This article will provide a general overview of distributed systems, highlighting their advantages and the challenges involved in designing and maintaining such a system. Furthermore, we will explain why blockchain technology presents itself as a viable alternative to traditional distributed systems, underlining how it can overcome a series of challenges faced by these types of systems.
Distributed systems have become an integral component of our increasingly digitized society that supports the myriad of services, industries, and business interactions that we take for granted. When users interact with a service, for example, a browser search, we tend to believe that we interact with a single entity that retrieves the data we requested, ignoring complex inner workings like how data is stored, the servers involved, or how information gets to the browser. This is directly related to a concept present in IT, called abstraction, through which systems abstract the complexity of an apparently simple operation from the end-user. The same concept applies to every distributed system and software application we interact on a daily basis.
The advent of the modern computer era in 1945 is a turning point in human evolution that marks the beginning of our ever-increasing reliance on technological solutions to increase the quality and quantity of business interactions, research, and development as well as ushering in new levels of availability of information to the public.
Over more than half a century later, in 2020 we find ourselves embarked on a fast-paced race towards the digital transformation of society on a fundamental level, where innovative software solutions and software architecture is a key component that dictates the strategic competitive differentiator between companies and industries. More so than ever, enterprises are investing millions of dollars in technology and software solutions to better serve the interests and needs of their customer base, as well as to distance themselves from the competition. We have reached a point in the evolution of the technological landscape where service providers are required to design, provide, and maintain services that are always available, regardless of time and geographical position. This new standard of permanent availability as well as the need for optimal functionality that manages to overcome the inevitable fluctuations and failures of the complex computation required to maintain such an architecture are handled by distributed systems.

Listing ::
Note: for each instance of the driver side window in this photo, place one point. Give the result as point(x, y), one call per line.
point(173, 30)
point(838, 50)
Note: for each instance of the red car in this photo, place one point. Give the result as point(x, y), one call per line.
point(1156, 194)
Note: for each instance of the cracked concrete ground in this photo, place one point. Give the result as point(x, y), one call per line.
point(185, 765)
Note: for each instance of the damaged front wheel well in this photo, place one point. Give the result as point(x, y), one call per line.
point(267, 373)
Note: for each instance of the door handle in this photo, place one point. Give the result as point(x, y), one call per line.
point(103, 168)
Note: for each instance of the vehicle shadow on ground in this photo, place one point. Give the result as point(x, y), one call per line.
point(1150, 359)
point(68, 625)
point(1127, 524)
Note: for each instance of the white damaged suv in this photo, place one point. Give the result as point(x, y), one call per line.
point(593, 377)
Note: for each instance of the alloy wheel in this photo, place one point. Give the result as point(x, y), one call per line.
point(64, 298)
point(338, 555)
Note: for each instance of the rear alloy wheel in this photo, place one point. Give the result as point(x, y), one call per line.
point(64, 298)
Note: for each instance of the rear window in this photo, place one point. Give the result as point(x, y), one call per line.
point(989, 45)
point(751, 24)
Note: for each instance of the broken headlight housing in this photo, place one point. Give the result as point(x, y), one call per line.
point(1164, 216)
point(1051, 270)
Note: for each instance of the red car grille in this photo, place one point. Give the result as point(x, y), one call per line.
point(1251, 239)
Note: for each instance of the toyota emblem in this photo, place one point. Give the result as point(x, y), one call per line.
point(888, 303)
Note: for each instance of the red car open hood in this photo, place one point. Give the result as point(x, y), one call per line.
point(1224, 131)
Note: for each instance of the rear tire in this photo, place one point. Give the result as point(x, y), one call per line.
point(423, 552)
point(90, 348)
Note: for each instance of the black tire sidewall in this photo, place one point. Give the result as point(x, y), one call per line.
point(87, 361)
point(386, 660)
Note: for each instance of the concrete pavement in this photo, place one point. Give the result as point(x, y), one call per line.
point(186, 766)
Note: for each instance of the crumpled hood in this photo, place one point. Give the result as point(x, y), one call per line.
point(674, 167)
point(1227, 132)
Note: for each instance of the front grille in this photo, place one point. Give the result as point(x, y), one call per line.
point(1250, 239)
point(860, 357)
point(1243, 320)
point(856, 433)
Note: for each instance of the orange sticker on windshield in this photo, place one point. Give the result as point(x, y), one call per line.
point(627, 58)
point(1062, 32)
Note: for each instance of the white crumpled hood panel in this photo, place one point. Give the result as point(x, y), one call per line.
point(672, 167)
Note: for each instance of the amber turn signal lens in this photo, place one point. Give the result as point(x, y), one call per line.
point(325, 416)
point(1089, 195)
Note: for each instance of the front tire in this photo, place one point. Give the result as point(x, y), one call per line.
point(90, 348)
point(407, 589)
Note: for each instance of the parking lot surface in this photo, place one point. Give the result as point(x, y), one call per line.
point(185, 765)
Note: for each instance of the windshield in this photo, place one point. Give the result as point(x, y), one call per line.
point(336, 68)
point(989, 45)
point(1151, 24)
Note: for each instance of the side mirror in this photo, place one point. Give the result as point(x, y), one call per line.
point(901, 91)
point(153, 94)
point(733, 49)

Instruction 1 ::
From the distributed systems article, copy the passage that begins with "This article will" and ends with "types of systems.".
Instruction 2 ::
Select every line in the listing that contains the word "white".

Full output 1 ::
This article will provide a general overview of distributed systems, highlighting their advantages and the challenges involved in designing and maintaining such a system. Furthermore, we will explain why blockchain technology presents itself as a viable alternative to traditional distributed systems, underlining how it can overcome a series of challenges faced by these types of systems.

Full output 2 ::
Note: for each instance of the white damaged suv in this photo, place one point. Give the result as point(x, y), one call per line.
Note: for each instance of the white crumpled hood panel in this photo, place one point. Give the result as point(x, y), one call per line.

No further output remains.